Friday, July 22, 2011

Constitution Found in the Heart

When the Supreme court says something is unconstitutional, it may be wrong.

 

If you are a state legislator, you have to make your own decision and stand up for what you know is the constitutionally correct position, despite wrongheaded jurists in Washington.

 

Here's the point: if you know a court ruling is wrong, don't cop-out by blaming nine black robes for your inexcusable vote on a piece of legislation.

 

Take the Dred Scott decision from the Supremes in 1857. Here the nation's highest court ruled that a  slave living in a free state  is " mere property"  and accorded no rights whatsoever.

 

 If she had been around in the  Dred Scott era, would State Representative Lorraine Fende  of Willowick have been  able to justify voting down a bill creating rights for  slaves because Dred Scott obligated her to abide by the high court's view?

 

Of course not. Ridiculous.

 

Well,  the equivalent just took place about two weeks ago. Fende voted no on the "heartbeat"  bill designed to protect unborn children from the horrible fate of abortion if their heartbeat can be detected. A News-herald article featured her cowardly defense of her action. She told a reporter from the news Herald that she is pro-life but had to vote no because she and others found the bill  unconstitutional.

*RECORDS:*
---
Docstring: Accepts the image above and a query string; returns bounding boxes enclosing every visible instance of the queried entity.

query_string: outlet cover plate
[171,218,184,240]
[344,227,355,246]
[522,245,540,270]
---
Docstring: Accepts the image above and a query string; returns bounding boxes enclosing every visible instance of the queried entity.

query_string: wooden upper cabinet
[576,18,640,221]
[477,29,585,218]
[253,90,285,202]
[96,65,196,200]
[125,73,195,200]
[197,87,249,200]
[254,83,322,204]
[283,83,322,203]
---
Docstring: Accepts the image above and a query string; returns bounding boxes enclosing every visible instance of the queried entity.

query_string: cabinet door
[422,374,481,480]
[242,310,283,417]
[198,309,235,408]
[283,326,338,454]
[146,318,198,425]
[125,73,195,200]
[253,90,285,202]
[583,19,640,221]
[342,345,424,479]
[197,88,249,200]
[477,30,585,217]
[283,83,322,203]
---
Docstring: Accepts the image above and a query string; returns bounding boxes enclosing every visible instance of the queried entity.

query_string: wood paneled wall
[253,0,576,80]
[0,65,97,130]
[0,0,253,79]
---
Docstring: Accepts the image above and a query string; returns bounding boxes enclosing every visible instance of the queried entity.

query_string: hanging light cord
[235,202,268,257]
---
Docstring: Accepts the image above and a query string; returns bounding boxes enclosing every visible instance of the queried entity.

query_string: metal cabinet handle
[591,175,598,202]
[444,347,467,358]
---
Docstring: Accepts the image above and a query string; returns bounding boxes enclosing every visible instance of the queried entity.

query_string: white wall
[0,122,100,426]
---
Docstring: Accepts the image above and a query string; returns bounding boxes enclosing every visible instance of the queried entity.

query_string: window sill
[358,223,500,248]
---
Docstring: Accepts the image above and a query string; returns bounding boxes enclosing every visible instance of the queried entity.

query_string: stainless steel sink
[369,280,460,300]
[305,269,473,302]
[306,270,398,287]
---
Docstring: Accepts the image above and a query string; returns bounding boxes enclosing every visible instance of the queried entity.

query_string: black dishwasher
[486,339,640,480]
==
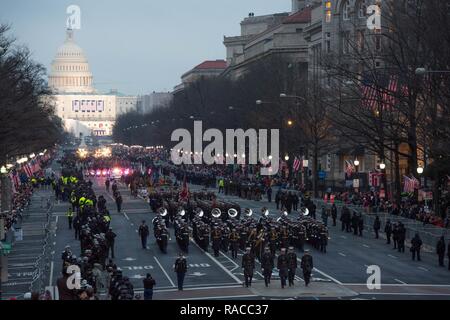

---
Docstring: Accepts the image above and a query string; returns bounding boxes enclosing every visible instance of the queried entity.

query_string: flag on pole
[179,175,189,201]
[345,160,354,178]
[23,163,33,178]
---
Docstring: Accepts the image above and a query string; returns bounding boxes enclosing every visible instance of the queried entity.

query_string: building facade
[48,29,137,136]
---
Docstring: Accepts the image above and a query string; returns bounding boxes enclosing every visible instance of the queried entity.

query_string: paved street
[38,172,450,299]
--
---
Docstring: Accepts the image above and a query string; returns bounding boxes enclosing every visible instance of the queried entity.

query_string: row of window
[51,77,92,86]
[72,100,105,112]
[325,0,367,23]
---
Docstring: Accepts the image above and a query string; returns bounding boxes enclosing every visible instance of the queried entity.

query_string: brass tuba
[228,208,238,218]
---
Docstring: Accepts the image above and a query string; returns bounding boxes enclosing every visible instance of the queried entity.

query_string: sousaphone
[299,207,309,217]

*WRITTEN EXERCISE:*
List every wording that the post at the top uses to refer to the U.S. Supreme Court or its justices.

*ANSWER TO THE EXERCISE:*
- the Supreme court
- wrongheaded jurists in Washington
- nine black robes
- the Supremes
- the nation's highest court
- the high court